THE REQUEST:
From the start of the listing through the line that contains "(1125, 647)", rewrite the lines with "pick" swapped for "mark" and everything else kept the same.

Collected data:
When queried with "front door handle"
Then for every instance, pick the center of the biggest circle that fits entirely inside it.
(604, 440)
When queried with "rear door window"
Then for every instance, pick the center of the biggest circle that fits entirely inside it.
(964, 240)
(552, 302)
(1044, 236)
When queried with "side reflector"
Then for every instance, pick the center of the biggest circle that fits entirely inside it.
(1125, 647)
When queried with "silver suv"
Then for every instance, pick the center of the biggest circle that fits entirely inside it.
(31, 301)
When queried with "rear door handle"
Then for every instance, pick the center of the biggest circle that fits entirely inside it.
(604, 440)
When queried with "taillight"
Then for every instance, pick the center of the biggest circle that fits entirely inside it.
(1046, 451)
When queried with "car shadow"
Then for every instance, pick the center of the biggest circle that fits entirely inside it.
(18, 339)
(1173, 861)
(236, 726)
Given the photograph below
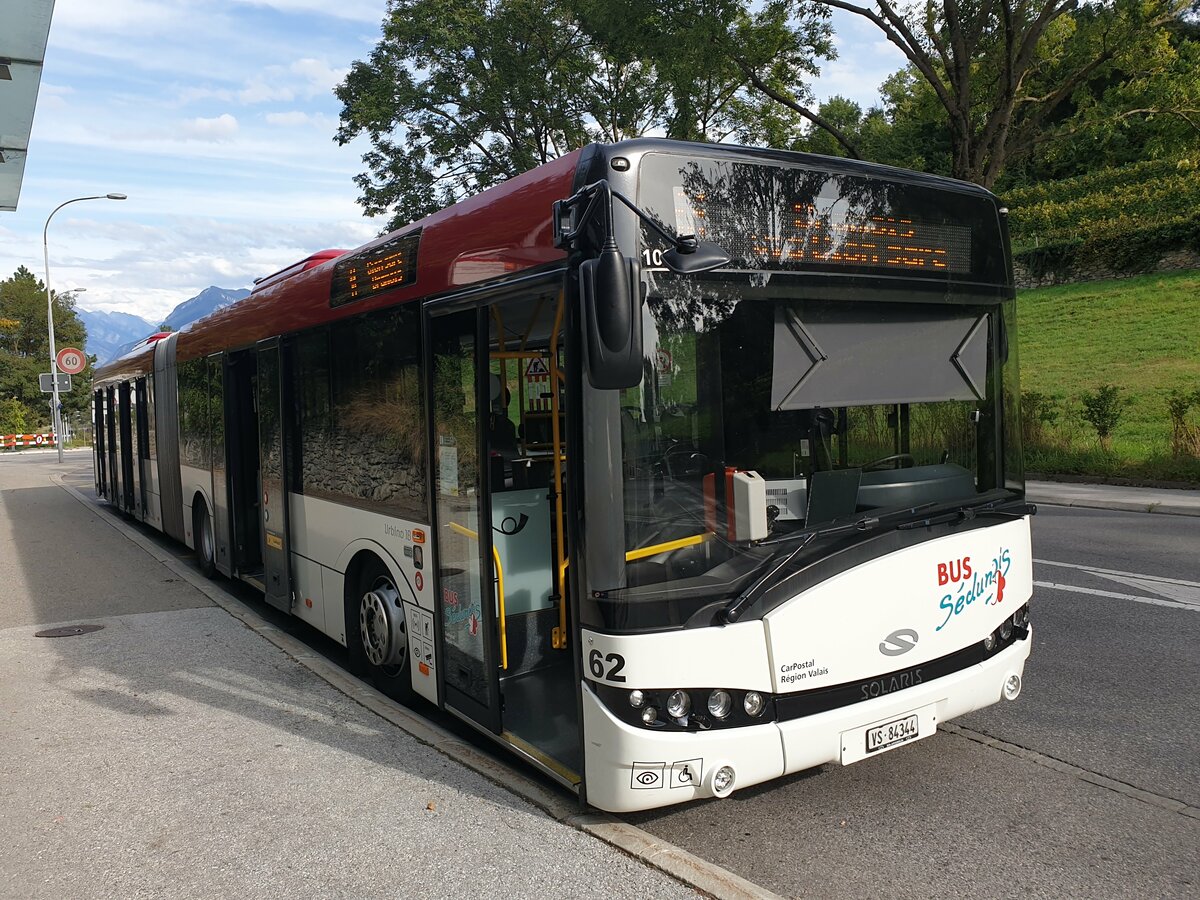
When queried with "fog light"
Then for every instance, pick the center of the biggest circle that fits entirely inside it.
(678, 705)
(1012, 687)
(719, 703)
(754, 703)
(723, 781)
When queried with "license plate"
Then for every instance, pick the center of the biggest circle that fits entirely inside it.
(898, 731)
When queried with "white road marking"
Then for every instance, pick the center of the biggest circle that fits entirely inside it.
(1117, 571)
(1093, 592)
(1177, 592)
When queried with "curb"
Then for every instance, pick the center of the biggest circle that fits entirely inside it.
(1158, 507)
(685, 868)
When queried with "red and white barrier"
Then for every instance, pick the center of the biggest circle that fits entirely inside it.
(11, 442)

FINISHED EXERCISE:
When queried with "front door handle"
Then for every instance, mark the center of the biggest circle that fits entirely inside it.
(604, 440)
When queried with "rear door window"
Then for every instance, mark the center of the biggest circle that fits entirely inside it.
(964, 240)
(552, 302)
(1044, 236)
When queried with "side reflector"
Then for every instance, mark the center of the biggest circle that fits entirely inside it.
(1125, 647)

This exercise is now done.